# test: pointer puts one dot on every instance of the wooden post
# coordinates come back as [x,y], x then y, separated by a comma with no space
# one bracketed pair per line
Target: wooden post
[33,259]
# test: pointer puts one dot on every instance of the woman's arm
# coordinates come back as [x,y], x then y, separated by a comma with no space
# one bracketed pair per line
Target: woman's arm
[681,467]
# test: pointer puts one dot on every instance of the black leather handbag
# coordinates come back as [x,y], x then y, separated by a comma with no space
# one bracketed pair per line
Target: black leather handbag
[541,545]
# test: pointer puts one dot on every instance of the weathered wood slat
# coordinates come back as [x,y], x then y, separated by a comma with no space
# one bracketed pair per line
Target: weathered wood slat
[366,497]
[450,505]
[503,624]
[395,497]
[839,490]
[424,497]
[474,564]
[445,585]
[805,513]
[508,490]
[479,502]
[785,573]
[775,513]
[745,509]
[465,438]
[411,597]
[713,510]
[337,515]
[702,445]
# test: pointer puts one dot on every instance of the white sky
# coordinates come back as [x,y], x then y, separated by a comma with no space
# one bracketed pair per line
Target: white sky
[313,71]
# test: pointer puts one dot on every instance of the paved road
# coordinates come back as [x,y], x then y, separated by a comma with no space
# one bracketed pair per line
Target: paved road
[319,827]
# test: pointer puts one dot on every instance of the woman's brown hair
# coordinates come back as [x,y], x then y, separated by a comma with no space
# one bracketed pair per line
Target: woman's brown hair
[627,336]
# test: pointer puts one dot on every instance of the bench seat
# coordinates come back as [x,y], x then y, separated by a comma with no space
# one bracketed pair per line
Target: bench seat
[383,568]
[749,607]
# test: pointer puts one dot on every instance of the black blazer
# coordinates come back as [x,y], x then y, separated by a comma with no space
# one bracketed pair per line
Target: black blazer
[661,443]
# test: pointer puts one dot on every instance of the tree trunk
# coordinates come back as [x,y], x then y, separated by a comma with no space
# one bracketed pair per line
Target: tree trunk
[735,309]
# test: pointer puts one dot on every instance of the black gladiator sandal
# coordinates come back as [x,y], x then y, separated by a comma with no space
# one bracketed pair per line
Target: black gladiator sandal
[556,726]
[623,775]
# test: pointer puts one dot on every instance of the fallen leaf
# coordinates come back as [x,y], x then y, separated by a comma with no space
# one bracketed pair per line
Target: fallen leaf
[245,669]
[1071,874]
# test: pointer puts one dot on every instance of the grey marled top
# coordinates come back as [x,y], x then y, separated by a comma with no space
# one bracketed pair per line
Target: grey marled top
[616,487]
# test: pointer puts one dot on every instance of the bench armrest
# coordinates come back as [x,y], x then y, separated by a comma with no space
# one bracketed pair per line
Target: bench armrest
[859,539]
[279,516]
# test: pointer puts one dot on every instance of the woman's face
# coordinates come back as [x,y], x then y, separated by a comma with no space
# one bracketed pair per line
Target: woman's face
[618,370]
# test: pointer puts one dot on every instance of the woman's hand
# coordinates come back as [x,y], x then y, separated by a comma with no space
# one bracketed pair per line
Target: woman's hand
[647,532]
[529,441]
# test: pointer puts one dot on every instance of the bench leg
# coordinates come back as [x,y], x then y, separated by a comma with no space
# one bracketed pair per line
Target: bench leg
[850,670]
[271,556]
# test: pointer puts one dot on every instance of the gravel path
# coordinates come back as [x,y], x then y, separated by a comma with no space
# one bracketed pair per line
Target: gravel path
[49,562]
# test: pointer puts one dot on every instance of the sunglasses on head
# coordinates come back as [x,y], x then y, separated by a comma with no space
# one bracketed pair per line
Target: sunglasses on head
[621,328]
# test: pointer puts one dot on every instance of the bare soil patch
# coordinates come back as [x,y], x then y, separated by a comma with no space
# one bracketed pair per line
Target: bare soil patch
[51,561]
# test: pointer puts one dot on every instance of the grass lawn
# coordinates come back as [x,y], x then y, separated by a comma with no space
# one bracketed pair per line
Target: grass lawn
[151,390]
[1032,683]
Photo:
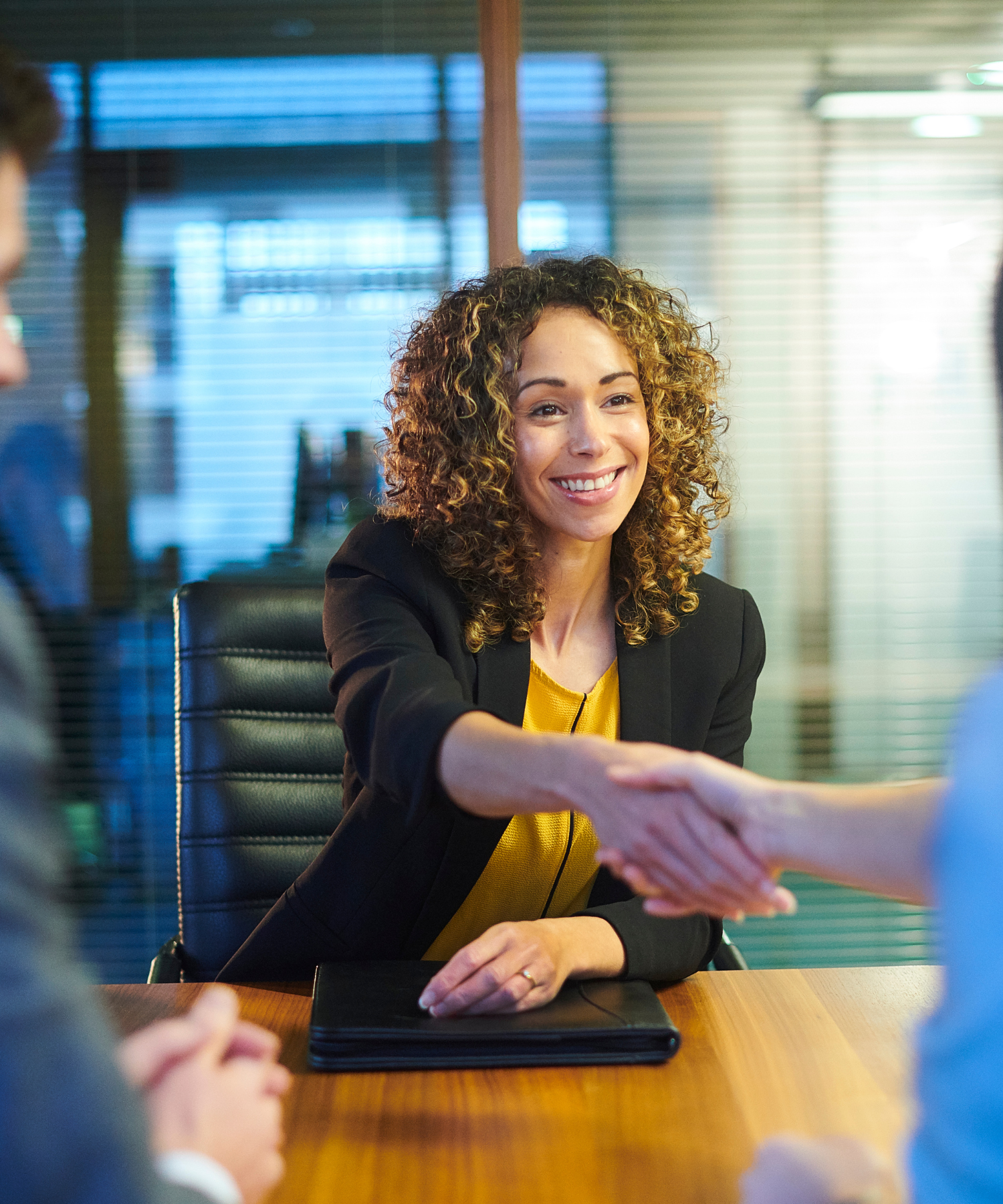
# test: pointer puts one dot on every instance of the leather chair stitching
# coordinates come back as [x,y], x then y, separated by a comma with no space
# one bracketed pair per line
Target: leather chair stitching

---

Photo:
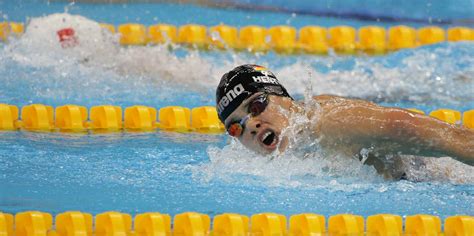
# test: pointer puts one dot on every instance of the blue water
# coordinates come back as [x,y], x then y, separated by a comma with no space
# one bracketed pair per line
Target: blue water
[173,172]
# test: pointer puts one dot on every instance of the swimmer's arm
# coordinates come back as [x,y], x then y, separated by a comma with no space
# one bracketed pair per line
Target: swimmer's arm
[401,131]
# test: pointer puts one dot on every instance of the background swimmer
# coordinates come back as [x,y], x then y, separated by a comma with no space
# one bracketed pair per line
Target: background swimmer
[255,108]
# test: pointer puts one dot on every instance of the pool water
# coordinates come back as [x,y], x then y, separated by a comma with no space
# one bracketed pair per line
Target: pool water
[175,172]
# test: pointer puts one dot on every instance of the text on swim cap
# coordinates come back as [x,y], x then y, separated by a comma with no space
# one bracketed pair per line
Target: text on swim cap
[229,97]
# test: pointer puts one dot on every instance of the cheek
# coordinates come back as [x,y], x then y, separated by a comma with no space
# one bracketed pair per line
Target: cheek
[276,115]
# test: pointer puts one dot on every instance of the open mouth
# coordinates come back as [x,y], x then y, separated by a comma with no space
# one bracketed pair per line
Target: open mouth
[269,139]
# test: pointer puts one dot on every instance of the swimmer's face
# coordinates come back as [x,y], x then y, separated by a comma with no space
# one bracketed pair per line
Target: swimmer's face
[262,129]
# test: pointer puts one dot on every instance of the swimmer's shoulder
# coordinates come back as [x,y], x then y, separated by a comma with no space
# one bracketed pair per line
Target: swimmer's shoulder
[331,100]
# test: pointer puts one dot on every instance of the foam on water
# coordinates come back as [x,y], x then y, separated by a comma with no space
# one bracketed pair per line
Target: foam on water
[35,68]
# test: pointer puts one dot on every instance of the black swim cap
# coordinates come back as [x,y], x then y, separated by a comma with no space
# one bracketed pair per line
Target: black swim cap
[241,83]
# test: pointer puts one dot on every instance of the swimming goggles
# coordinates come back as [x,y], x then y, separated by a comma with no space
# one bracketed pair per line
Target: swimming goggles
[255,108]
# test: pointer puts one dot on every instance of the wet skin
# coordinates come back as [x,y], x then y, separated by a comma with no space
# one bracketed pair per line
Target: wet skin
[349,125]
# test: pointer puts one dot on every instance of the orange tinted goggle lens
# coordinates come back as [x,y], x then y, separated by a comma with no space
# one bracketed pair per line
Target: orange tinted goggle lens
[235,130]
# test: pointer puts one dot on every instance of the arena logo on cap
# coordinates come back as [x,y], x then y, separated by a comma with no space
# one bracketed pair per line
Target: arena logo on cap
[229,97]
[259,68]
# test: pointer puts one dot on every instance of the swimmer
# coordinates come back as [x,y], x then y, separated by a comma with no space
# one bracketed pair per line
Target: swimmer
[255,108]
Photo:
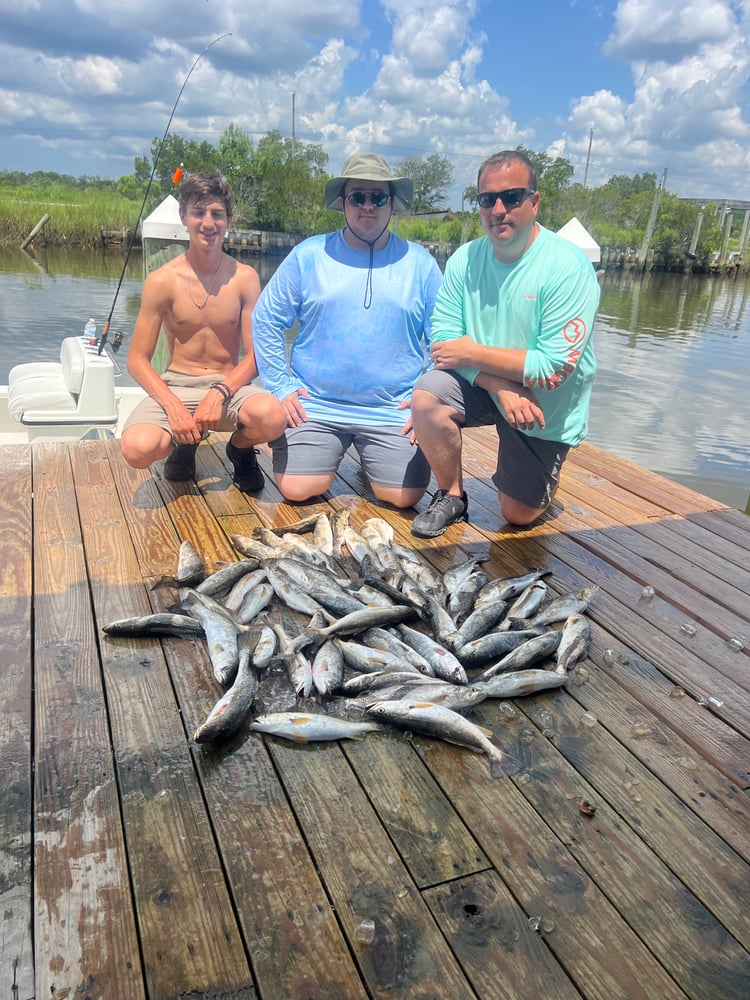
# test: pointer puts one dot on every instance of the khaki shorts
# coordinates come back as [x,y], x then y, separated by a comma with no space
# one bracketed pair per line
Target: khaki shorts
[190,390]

* * *

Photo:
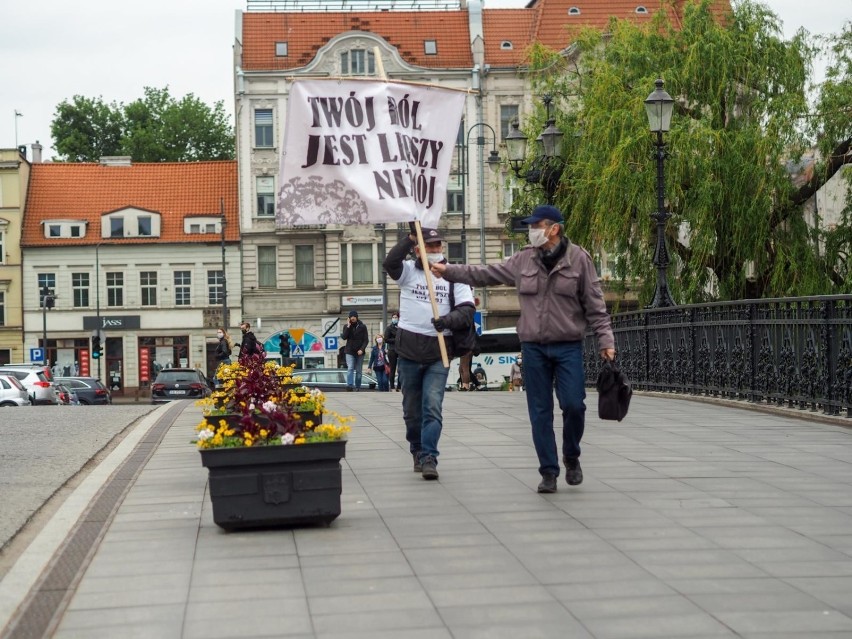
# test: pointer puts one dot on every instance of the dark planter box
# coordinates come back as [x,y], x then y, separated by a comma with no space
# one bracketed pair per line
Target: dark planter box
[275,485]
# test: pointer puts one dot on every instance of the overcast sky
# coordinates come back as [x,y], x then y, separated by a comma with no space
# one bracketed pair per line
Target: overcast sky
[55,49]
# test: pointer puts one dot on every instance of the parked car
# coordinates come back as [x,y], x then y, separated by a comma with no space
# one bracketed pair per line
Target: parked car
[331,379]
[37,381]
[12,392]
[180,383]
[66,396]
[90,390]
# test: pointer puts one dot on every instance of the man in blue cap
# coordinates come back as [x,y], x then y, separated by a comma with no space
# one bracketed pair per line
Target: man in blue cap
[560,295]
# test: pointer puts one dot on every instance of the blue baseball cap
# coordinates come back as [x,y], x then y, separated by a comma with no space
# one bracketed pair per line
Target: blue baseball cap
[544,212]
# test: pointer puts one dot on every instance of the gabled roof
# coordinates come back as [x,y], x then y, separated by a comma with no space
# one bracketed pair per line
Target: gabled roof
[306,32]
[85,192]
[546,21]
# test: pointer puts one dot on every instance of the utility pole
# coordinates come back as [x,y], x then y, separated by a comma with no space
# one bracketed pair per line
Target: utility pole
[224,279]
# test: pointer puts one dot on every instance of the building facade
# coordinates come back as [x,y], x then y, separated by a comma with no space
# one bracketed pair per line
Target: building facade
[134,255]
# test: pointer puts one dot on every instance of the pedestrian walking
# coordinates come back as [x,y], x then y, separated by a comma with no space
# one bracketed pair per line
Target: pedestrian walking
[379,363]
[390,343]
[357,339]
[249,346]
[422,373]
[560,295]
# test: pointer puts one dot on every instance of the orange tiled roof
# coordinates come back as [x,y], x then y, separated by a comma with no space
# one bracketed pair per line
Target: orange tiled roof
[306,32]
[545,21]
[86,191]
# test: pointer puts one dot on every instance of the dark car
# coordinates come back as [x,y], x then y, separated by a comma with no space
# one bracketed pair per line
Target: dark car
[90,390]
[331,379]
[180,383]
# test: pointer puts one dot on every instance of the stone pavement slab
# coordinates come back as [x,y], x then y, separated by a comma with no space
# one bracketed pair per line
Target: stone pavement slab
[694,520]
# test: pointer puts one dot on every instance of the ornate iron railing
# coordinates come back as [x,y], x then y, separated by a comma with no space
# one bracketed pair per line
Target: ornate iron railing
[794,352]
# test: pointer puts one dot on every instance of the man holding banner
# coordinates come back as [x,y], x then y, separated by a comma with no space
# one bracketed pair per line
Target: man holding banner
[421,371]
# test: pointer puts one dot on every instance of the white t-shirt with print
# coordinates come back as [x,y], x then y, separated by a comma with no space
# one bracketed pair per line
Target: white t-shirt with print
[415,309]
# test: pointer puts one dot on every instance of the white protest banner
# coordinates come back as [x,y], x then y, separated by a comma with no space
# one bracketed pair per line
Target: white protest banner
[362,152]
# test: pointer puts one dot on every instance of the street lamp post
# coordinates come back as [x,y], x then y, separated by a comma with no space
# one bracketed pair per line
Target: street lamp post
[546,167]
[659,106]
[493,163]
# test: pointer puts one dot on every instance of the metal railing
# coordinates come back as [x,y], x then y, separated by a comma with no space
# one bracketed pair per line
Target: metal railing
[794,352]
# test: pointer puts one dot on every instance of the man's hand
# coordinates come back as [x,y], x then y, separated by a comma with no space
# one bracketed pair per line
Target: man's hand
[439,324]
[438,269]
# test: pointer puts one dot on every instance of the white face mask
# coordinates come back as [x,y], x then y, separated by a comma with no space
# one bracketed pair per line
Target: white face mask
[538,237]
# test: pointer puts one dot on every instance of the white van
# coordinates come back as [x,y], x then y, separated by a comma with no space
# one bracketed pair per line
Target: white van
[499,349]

• Aim: Please return every line from the items above that contains the word "planter".

• Worked solution:
# test: pointer puts one dot on every instance of the dark planter box
Target: dark planter box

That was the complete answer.